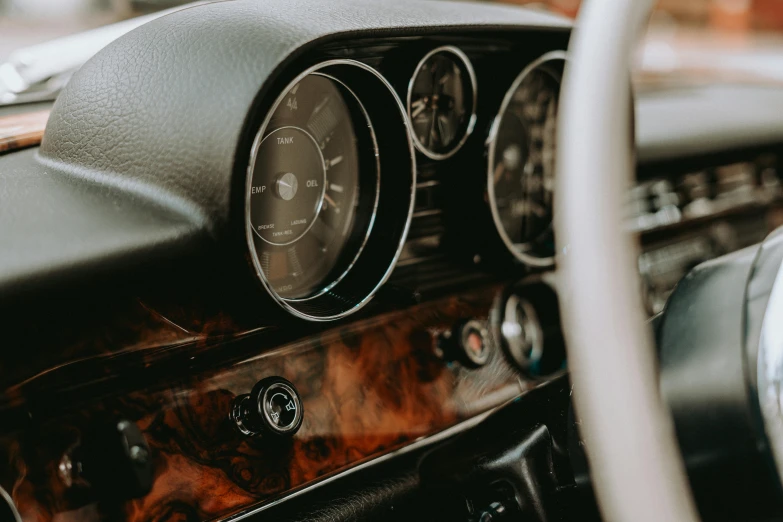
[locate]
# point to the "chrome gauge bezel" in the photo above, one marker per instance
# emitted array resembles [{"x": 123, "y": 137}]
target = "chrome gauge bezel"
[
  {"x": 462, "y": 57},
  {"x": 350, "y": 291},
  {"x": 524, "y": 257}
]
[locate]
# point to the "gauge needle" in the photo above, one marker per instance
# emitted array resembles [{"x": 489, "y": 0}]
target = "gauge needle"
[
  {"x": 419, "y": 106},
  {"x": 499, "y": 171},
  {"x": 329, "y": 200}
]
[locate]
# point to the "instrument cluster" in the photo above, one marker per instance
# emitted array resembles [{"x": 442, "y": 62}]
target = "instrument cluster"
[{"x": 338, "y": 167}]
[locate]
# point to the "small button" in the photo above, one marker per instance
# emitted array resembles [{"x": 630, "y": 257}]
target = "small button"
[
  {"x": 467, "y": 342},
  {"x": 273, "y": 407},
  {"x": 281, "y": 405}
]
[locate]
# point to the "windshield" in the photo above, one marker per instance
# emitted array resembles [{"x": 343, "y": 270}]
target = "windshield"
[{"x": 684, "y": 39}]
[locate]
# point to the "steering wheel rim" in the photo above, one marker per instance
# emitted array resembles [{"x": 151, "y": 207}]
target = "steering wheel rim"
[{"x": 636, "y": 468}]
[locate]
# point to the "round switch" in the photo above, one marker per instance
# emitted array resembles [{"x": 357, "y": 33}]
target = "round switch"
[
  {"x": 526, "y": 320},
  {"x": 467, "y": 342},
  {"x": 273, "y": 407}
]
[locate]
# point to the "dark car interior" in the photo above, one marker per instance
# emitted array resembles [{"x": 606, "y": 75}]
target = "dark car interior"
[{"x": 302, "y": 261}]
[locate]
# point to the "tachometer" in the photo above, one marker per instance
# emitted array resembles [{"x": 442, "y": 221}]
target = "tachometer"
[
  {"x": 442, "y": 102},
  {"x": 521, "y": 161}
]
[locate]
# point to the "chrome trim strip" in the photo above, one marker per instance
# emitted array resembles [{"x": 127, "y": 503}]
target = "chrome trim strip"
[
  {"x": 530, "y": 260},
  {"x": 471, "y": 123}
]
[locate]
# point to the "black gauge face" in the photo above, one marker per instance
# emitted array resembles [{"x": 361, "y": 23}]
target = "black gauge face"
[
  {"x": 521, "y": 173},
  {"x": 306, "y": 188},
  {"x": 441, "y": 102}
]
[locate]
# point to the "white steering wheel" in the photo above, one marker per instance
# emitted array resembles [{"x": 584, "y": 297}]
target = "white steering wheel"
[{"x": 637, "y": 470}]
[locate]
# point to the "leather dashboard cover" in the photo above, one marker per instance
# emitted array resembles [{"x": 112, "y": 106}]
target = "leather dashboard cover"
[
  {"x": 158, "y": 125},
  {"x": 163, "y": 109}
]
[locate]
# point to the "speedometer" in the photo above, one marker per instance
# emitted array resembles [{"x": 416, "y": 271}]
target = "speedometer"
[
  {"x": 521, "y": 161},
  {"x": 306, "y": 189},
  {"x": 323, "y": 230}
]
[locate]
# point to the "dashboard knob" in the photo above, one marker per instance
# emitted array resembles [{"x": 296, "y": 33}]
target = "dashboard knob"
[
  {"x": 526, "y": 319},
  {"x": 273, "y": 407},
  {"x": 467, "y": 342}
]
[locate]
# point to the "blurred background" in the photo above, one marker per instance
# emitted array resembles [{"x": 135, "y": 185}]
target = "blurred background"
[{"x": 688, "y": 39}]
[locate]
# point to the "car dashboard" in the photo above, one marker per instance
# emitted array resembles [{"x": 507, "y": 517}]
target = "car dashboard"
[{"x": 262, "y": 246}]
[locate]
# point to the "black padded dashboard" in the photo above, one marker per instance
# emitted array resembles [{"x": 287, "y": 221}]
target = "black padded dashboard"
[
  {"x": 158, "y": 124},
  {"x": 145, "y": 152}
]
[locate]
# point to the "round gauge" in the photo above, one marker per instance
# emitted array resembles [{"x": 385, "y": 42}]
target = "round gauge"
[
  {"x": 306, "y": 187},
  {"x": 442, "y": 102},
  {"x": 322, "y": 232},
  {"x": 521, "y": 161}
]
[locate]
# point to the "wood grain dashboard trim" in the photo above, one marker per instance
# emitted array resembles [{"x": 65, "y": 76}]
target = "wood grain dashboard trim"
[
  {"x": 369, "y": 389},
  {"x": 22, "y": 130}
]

::::

TASK ITEM: The records above should be repeated exactly, with no pictures in the copy.

WORKED SOLUTION:
[locate]
# point to the "chrome gauge bezel" in the photo above, one marker per instance
# emitted array resembles [{"x": 123, "y": 137}]
target = "chrome gauge bezel"
[
  {"x": 462, "y": 57},
  {"x": 350, "y": 291},
  {"x": 524, "y": 257}
]
[locate]
# point to the "gauge needle" in the photo above, one marker per instance
# emitted array resembles [{"x": 489, "y": 0}]
target = "gauge needle"
[
  {"x": 419, "y": 106},
  {"x": 499, "y": 171},
  {"x": 329, "y": 200}
]
[locate]
# point to the "instrument cluster" in the photo above, one marker per instance
# emitted array resembles [{"x": 442, "y": 62}]
target = "instrument cluster"
[{"x": 338, "y": 167}]
[locate]
# point to the "small button" in the photo above, one marker per instance
# emitted array resembles [{"x": 630, "y": 257}]
target = "small button"
[
  {"x": 467, "y": 342},
  {"x": 273, "y": 407},
  {"x": 281, "y": 405}
]
[locate]
# point to the "windshield" in the photo above, one marker per instance
# emitted array resembles [{"x": 343, "y": 270}]
target = "windshield"
[{"x": 684, "y": 39}]
[locate]
# point to the "steering wheel rim" in the photo above, one marker per instance
# emitted array resembles [{"x": 151, "y": 207}]
target = "steering wheel rim"
[{"x": 636, "y": 468}]
[locate]
# point to the "round switch" in the photo above, one marker per instance
# emitted array resembles [{"x": 357, "y": 33}]
target = "round switch"
[
  {"x": 526, "y": 320},
  {"x": 467, "y": 342},
  {"x": 273, "y": 407}
]
[locate]
# point to the "dark car interior" in the photo above, one marker per instance
# emitted array resembles [{"x": 606, "y": 75}]
target = "dark car interior"
[{"x": 302, "y": 261}]
[locate]
# point to the "tachometer" in the photo above, one marker per instance
# emitted array resembles [{"x": 442, "y": 221}]
target = "tachometer"
[
  {"x": 442, "y": 102},
  {"x": 521, "y": 161}
]
[locate]
# point to the "chrome trim strip" in the photo above, one marker per instance
# emitted array resembles [{"x": 127, "y": 503}]
target = "chrome trim strip"
[
  {"x": 530, "y": 260},
  {"x": 471, "y": 123}
]
[locate]
# point to the "black gauge face" in the photo above, one marker per instance
# emitted array resembles [{"x": 361, "y": 23}]
target = "black gauge face"
[
  {"x": 521, "y": 173},
  {"x": 306, "y": 188},
  {"x": 441, "y": 102}
]
[locate]
# point to the "white steering wheel" in the photo above, one marker per instance
# emitted array resembles [{"x": 584, "y": 297}]
target = "white steering wheel"
[{"x": 637, "y": 470}]
[locate]
# point to the "leather dashboard cover" in the photo above, one marker per instance
# emitted array resembles [{"x": 112, "y": 106}]
target = "leather dashboard cover"
[
  {"x": 158, "y": 125},
  {"x": 163, "y": 109}
]
[locate]
# point to the "speedometer" in the photo above, one marker per instance
# emitted array resembles [{"x": 416, "y": 271}]
target = "speedometer"
[
  {"x": 521, "y": 161},
  {"x": 306, "y": 189},
  {"x": 323, "y": 230}
]
[locate]
# point to the "dashboard knob" in the photo above, one marker per instance
# emitted array resembles [{"x": 296, "y": 33}]
target = "dashboard knob"
[
  {"x": 526, "y": 319},
  {"x": 273, "y": 407},
  {"x": 467, "y": 342}
]
[locate]
# point to the "blurred background" in the photo above, one marker per instance
# emitted array resembles [{"x": 135, "y": 185}]
target = "blurred background"
[{"x": 688, "y": 39}]
[locate]
# point to the "car dashboard" in the photo above, one marker per instance
# emitted array resembles [{"x": 507, "y": 517}]
target = "car dashboard"
[{"x": 262, "y": 246}]
[locate]
# point to the "black padded dashboard" in the photo above, one marker per instance
# emitted array resembles [{"x": 287, "y": 221}]
target = "black padded dashboard"
[
  {"x": 158, "y": 124},
  {"x": 145, "y": 152}
]
[locate]
# point to the "round gauge" in the photo above, one marker per instance
# emitted array resembles [{"x": 385, "y": 42}]
target = "round gauge"
[
  {"x": 306, "y": 187},
  {"x": 442, "y": 102},
  {"x": 322, "y": 232},
  {"x": 521, "y": 161}
]
[locate]
# point to the "wood grain dashboard trim" in the photo above, one marker per instance
# emitted array resembles [{"x": 65, "y": 76}]
target = "wood grain dashboard trim"
[
  {"x": 369, "y": 389},
  {"x": 22, "y": 130}
]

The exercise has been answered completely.